--- Metin parçası ---

Modern insan makinelere aşırı güvenmektedir. Çünkü modernite bir makine uygarlığıdır. Tülin Bumin; “Descartes insanlığın doğal güçlere boyun eğişten, aynı-zamanda bilgelik ve güç anlamına gelen bilimin ürünü olan makine yoluyla kurtulacağına inanır” der.

 

Modern makineleşme son 300-500 yıldır başlamıştır. Elektrik ve motor son 200 yıldır vardır sâdece. Daha önce doğala uygun teknik ile üretilmiş araçlar ve âletler yâni doğal makineler vardı. Meselâ 900’lü yıllarda tıp cihazları vardı ve çeşitli ameliyatlar yapılıyordu, 1.000 sene önce çamaşır makinesi vardı ve çamaşırlar, kol ile döndürülen bir kazanda yıkanıyordu. İnsanlar bir-çok makine yapmıştı. Çinliler toprağı kazan ve süren çapa ve pulluk yapmışlardı ki bu makineler toprağı sürüp çapaladıktan sonra otomatik olarak tohumu toprağa bırakıyor ve tohumun üstünü de kapatıyordu. Yâni doğal makineler de vardı. Bu makineler insanları nesneleştirmiyordu. O hâlde yapılan makineler hem doğaya hem de insana zarar vermeyecek ve insanı ıskartaya çıkarmayacak şekilde olmalıdır. Fakat modern dünyâ bir “mühendislik ve makine uygarlığı” hâline getirilmiştir. Bu kadar çok makine arasında insan kaybolmakta ve değersizleşmektedir. Neil Postman, makinenin insanın fikirlerini bile etkilediğinden bahseder:

 

“Birisi, özel ve sınırlı bir amaç için bir makine üretir. Fakat makine bir kez yapılınca, bâzen korkuyla, genellikle rahatsızlıkla, dâima da şaşkınlıkla makinenin ‘kendi fikirleri’ olduğunu keşfederiz. Makine sâdece alışkanlıklarımızı değil, zihinsel alışkanlıklarımızı da değiştirmede oldukça güçlü etkide bulunur”.

--- Sağlanan veriler ---

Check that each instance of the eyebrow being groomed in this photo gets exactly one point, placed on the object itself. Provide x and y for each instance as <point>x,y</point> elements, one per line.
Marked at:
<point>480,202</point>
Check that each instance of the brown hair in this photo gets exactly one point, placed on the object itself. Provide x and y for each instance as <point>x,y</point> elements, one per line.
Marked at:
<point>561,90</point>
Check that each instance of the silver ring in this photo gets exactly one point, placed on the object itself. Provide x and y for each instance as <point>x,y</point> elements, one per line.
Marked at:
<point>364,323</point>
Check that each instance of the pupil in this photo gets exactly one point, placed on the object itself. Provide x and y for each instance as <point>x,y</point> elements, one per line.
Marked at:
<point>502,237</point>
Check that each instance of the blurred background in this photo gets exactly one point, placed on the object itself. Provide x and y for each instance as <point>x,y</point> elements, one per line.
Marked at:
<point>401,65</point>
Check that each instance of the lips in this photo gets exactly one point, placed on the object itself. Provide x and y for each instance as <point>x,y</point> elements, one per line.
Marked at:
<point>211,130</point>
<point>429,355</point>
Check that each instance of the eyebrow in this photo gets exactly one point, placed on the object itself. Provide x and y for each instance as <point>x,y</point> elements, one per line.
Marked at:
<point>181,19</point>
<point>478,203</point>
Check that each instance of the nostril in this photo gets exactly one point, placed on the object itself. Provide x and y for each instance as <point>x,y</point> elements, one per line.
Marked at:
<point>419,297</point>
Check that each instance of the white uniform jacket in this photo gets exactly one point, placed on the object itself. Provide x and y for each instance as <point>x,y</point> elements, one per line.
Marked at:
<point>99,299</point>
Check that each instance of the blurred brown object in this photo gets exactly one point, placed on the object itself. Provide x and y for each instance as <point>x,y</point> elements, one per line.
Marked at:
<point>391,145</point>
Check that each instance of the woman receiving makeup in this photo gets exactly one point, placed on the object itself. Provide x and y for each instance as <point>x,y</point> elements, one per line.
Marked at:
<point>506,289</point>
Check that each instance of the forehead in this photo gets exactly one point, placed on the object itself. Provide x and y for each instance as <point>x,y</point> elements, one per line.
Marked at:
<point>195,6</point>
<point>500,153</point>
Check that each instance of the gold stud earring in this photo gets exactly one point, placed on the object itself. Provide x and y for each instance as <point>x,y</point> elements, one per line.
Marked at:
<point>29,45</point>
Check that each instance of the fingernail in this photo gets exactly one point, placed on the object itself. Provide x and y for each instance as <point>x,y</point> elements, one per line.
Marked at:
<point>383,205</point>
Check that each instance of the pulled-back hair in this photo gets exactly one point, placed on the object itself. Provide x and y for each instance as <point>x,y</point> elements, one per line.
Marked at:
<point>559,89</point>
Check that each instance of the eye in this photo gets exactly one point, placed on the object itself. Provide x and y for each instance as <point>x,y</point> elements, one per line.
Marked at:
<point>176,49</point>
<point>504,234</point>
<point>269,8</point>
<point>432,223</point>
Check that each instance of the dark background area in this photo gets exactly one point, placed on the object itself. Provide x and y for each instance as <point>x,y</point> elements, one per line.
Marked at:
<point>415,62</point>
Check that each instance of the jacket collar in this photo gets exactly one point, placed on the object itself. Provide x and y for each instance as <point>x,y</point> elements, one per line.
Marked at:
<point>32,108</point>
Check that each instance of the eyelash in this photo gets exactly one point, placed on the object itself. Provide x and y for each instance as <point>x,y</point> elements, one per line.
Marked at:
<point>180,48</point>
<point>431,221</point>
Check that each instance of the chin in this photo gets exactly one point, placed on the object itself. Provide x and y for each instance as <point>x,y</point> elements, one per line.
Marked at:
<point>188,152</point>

---

**Verilen görev**
Makineleşme üzerine metne göre 1.000 sene önce çamaşırlar nasıl yıkanıyordu?

**Alıştırma yanıtı**
Çamaşırlar, kol ile döndürülen bir kazanda yıkanıyordu.